- _Directive_
Return the line containing "like (220, 455)." and all lines after it exactly; stop at the end of the material.

- _Available records_
☆ ☆ ☆

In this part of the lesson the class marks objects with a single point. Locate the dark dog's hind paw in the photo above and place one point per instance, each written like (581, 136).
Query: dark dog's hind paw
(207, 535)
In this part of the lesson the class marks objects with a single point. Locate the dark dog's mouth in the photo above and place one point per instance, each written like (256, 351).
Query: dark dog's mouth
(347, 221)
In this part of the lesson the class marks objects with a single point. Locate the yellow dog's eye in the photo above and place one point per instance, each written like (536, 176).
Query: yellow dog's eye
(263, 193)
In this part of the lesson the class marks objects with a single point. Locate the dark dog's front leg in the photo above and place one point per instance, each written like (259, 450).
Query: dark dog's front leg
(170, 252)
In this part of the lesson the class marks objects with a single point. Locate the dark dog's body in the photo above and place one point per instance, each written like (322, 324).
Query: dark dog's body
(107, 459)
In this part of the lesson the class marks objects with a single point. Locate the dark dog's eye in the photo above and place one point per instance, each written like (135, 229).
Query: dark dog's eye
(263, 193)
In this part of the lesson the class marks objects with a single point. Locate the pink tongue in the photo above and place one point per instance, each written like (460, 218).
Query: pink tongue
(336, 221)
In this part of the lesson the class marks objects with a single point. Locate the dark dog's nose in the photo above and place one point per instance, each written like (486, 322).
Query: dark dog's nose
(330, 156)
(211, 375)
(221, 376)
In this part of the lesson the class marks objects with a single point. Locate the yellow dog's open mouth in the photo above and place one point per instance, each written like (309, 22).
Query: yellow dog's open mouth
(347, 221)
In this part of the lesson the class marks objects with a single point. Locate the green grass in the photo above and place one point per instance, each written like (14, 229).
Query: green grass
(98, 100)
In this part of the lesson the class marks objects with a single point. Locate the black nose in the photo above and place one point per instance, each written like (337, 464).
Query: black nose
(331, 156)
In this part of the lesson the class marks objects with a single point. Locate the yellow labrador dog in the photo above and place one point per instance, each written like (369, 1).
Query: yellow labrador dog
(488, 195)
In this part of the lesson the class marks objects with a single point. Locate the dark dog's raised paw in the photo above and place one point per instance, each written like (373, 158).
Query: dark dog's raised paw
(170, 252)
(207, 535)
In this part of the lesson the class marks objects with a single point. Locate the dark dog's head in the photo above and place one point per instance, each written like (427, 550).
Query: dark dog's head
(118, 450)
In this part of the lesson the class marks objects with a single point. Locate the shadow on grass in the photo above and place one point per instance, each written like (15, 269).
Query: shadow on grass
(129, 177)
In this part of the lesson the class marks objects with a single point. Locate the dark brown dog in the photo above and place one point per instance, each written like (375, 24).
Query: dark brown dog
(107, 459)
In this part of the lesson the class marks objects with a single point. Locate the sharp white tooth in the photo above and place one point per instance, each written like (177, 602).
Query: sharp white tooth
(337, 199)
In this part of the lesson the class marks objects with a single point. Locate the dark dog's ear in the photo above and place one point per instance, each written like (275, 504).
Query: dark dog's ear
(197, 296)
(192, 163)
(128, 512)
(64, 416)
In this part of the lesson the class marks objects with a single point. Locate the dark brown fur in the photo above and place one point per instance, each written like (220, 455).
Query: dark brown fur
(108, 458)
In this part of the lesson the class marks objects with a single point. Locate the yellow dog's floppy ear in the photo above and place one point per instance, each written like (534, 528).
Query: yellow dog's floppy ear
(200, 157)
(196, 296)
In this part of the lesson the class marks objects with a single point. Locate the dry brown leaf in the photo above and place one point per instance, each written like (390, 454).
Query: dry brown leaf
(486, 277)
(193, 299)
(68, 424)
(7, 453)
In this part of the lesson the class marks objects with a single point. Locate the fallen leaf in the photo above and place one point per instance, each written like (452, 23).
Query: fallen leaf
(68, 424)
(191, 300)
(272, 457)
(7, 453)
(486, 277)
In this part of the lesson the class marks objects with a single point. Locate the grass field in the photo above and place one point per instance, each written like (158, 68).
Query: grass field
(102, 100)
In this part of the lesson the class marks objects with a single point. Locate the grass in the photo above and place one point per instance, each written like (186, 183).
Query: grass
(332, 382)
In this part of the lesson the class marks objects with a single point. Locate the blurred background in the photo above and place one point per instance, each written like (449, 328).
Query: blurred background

☆ ☆ ☆

- _Reply_
In this part of the lesson the class marks objects with a single point. Locate the dark brown fur in the photo above and place one point per instance, each written like (220, 455).
Query: dark brown fur
(108, 458)
In this part of the lesson the class marks objects with a single point. Locate the yellow dog's floppy ear in the photo above and place one point per instance, each written like (534, 528).
Query: yellow dog's floppy ear
(200, 157)
(196, 296)
In this part of the lesson the class marks objects with a single point. Locate the dry brown leaf in the photo above and place one point per instance, each written like (390, 454).
Query: dry brown leaf
(486, 277)
(193, 299)
(68, 424)
(7, 453)
In this part of the lesson the class marks objects with a single point. Locate the fallen leaf in the photo above and place one point per instance, each written like (452, 23).
Query: fallen leaf
(68, 424)
(191, 300)
(272, 457)
(7, 453)
(486, 277)
In this part of the lesson the class marks objects with a single point. Locate the grass field in the photo above and place one point per instance, each written like (158, 68).
Query: grass field
(102, 100)
In this part of the lesson the class marks objects with a single point. Locate the grass in the photo above and place one point per instance, each written like (186, 183).
Query: grass
(332, 382)
In this part of the lesson the class marks objects with a single point. Locate the blurred background in the photo above and place one point per instance, each written like (449, 328).
Query: blurred background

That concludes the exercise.